• **EXTRAIT PRÉSENTÉ**:
<<<<

En 1987, à l'occasion de la création de Ahnen, des enregistrements originaux provenant d'Afrique du Nord et d'Afrique centrale, de Suisse, d'Espagne et d'Amérique du Sud se mêlèrent aux musiques populaires italiennes. Et en 1989, une coproduction avec le Teatro Biondo de Palerme permit d'approfondir encore l'expérience faite avec la musique populaire italienne et d'y adjoindre des musiques du Japon et d'Ecosse.

Le rôle de la musique pendant le travail de répétition

Quelques informations préalables sur le déroulement de ce travail sont certainement nécessaires pour une bonne compréhension du rôle qu'y joue la musique. Elle y est inséparable du processus très singulier que constitue la collecte des matériaux

La première phase consiste essentiellement en un jeu de questions et d'exercices que Pina Bausch, jour après jour, pose et propose aux danseurs. Au cours de la répétition, chacun invente et présente ses propres réponses et solutions que Pina enregistre très soigneusement. Ces demandes concernent de petites actions : consoler un objet, protéger quelque chose, provoquer une petite douleur, donner un signe de détresse, un signe de joie... ; elles évoquent des réalités quotidiennes : faim, citron, ballon de baudruche... ; elles touchent des concepts qui libèrent des associations : lune, terre et eau, aile, sous le pommier, espérances... ; elles agitent le souvenir de faits passés : quelque chose sur votre premier amour, album de poésie, conseils de vos parents, Noël... Ces demandes réclament aussi l'exécution d'un mouvement : tuer avec les pieds, tuer avec les mains -- rythme sur six, un petit pas de revue en rampant, gestes de la moisson, peindre un arbre... Quelques exemples limités d'une multitude d'idées.

Au bout d'un moment, Pina Bausch, carnet de notes en main, remet en mémoire et choisit une partie de ces matériaux qu'elle demande de reproduire, image par image, geste par geste, scène par scène, afin de vérifier et d'approfondir sa première impression. Il est encore trop tôt pour que des rapports s'instaurent et que surgissent des liens, mais pour la première fois, on peut pressentir ce qui lui semble important, du moins à cette date ; deviner dans quelle direction l'oeuvre naissante pourrait éventuellement pencher : commence alors la réflexion plus concrète, qui concerne aussi la musique.

Durant ces premières semaines de répétition, la musique a joué un rôle plutôt secondaire : les danseurs ou Pina Bausch demandent de la musique pour soutenir une improvisation, pour déclencher l'ambiance qu'ils recherchent. On fait un essai au piano ou sur un quelconque instrument, on passe une cassette, mais le choix, le plus souvent, relève du hasard. Le hasard d'une rencontre entre une scène et une musique produit, parfois, un instant immédiatement convaincant. C'est rare.

>>>>

• **CONSIGNE A**:
Comment rendre en anglais cette phrase de l'extrait sur la musique dans les répétitions de Pina Bausch : « Le hasard d'une rencontre entre une scène et une musique produit, parfois, un instant immédiatement convaincant. » ?
Les enregistrements qui suivent n'ont aucun lien avec l'extrait.

(Entrées de pointage d'objets désignés)
<<<<

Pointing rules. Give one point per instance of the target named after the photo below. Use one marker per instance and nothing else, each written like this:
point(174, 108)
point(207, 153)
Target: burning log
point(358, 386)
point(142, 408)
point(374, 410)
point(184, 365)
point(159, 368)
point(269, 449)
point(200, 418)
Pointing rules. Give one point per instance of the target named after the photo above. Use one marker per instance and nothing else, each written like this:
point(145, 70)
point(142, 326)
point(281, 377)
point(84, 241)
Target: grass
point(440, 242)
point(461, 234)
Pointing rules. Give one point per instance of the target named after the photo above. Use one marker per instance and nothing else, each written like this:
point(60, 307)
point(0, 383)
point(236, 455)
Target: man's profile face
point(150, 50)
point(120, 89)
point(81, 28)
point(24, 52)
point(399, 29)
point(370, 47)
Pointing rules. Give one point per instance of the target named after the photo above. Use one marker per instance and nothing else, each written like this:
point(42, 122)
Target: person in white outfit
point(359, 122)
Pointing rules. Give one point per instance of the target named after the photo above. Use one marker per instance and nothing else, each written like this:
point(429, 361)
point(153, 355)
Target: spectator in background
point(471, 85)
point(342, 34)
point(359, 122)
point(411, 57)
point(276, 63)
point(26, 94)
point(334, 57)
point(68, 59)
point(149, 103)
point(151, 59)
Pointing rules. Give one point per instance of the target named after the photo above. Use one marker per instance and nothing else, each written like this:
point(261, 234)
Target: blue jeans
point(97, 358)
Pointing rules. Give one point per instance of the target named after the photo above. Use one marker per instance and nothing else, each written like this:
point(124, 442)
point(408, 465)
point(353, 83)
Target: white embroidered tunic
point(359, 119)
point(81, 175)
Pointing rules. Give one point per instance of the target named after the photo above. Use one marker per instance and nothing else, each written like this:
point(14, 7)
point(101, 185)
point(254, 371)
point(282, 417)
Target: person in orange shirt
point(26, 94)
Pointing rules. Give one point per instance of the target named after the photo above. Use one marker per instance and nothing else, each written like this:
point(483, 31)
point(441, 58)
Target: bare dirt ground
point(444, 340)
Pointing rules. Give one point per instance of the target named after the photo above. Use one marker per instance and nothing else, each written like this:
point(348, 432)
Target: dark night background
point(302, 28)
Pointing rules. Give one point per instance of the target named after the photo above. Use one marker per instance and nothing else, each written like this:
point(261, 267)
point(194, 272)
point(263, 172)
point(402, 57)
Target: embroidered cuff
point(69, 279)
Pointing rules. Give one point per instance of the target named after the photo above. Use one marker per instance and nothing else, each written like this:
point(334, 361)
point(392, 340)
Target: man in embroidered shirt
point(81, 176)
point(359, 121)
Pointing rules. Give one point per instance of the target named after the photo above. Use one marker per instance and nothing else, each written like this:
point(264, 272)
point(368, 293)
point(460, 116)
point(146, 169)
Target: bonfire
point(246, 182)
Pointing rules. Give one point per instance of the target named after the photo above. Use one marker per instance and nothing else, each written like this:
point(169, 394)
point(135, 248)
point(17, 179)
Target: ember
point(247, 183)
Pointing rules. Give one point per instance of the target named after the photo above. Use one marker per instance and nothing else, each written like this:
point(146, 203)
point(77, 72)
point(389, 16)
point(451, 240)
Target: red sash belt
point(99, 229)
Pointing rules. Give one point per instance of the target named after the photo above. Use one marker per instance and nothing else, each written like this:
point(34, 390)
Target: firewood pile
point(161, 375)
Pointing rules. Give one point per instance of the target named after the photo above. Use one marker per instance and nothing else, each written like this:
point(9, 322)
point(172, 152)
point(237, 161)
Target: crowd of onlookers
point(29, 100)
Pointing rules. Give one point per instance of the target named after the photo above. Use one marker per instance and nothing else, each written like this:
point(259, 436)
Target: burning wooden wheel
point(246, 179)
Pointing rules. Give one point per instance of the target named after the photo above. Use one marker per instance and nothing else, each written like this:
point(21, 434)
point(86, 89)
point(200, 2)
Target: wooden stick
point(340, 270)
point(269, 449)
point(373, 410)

>>>>

• **CONSIGNE B**:
Pouvez-vous recopier la partie des enregistrements allant de leur début jusqu'à la ligne contenant "point(200, 418)" incluse, en remplaçant "marker" par "mark" et en laissant tout le reste intact ?

• **RÉPONSE A**:
The chance meeting of a scene and a piece of music sometimes produces an instantly convincing moment.

• **RÉPONSE B**:
Pointing rules. Give one point per instance of the target named after the photo below. Use one mark per instance and nothing else, each written like this:
point(174, 108)
point(207, 153)
Target: burning log
point(358, 386)
point(142, 408)
point(374, 410)
point(184, 365)
point(159, 368)
point(269, 449)
point(200, 418)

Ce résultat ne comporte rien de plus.